**Tugas Anda**
**1)** Salin kembali bagian teks tentang Climate Smart Agriculture dari "Perubahan-perubahan tersebut secara" sampai "dan perubahan iklim.", dan ganti "resiliensi" dengan "daya tahan".
**2)** Jawablah pertanyaan berikut berdasarkan teks tentang Climate Smart Agriculture.
(a) Apa saja yang disebut dapat menyebabkan peningkatan emisi gas rumah kaca dari tahun ke tahun?
(b) Apa yang secara signifikan diturunkan oleh perubahan-perubahan tersebut?
(c) Lembaga apa yang pertama kali memperkenalkan konsep Climate Smart Agriculture, dan pada tahun berapa?

**Teks yang Disediakan**
- - -
RADAR BOGOR, Aktivitas manusia, teknologi, serta perkembangan zaman yang sangat pesat dapat menyebabkan peningkatan emisi gas rumah kaca (GRK) dari tahun ke tahun.
Hal ini mengakibatkan terjadinya perubahan dalam variabilitas iklim serta dapat memicu adanya perubahan iklim. Perubahan iklim dapat mempengaruhi berbagai kondisi.
GRK yang meningkat diiringi dengan peningkatan suhu rataan global, perubahan pola curah hujan dan distribusinya, iklim yang ekstrem, muka air laut naik, dan pH air laut turun, perubahan ketersediaan air, musim kemarau yang panjang, musim hujan dengan intensitas hujan yang tinggi.
Perubahan-perubahan tersebut secara signifikan menurunkan produktivitas pertanian. FAO (Food and Agriculture Organization) pada tahun 2010 pertama kali memperkenalkan konsep pembangunan pertanian yang bertujuan meningkatkan resiliensi pertanian terhadap dampak perubahan iklim yang disebut sebagai Climate Smart Agriculture (CSA).
Pilar yang menjadi pondasi pada CSA antara lain membangun sinergi antara peningkatan produktivitas dan pendapatan petani dengan adaptasi serta mitigasi perubahan iklim untuk mencapai ketahanan pangan dan tujuan pembangunan nasional. Climate Smart Agriculture (CSA) hadir sebagai transisi sistem produksi pertanian menuju suatu pendekatan yang terintegrasi untuk menghadapi tantangan yang saling terkait antara ketahanan pangan dan perubahan iklim.
- - -
**Data yang Ditampilkan**
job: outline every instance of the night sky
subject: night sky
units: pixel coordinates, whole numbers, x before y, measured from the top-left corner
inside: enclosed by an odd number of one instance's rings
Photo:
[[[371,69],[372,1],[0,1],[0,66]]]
- - -
**Jawaban per Tugas**
**1)**
Perubahan-perubahan tersebut secara signifikan menurunkan produktivitas pertanian. FAO (Food and Agriculture Organization) pada tahun 2010 pertama kali memperkenalkan konsep pembangunan pertanian yang bertujuan meningkatkan daya tahan pertanian terhadap dampak perubahan iklim yang disebut sebagai Climate Smart Agriculture (CSA).
Pilar yang menjadi pondasi pada CSA antara lain membangun sinergi antara peningkatan produktivitas dan pendapatan petani dengan adaptasi serta mitigasi perubahan iklim untuk mencapai ketahanan pangan dan tujuan pembangunan nasional. Climate Smart Agriculture (CSA) hadir sebagai transisi sistem produksi pertanian menuju suatu pendekatan yang terintegrasi untuk menghadapi tantangan yang saling terkait antara ketahanan pangan dan perubahan iklim.

**2)**
(a) Aktivitas manusia, teknologi, serta perkembangan zaman yang sangat pesat.
(b) Produktivitas pertanian.
(c) FAO (Food and Agriculture Organization), pada tahun 2010.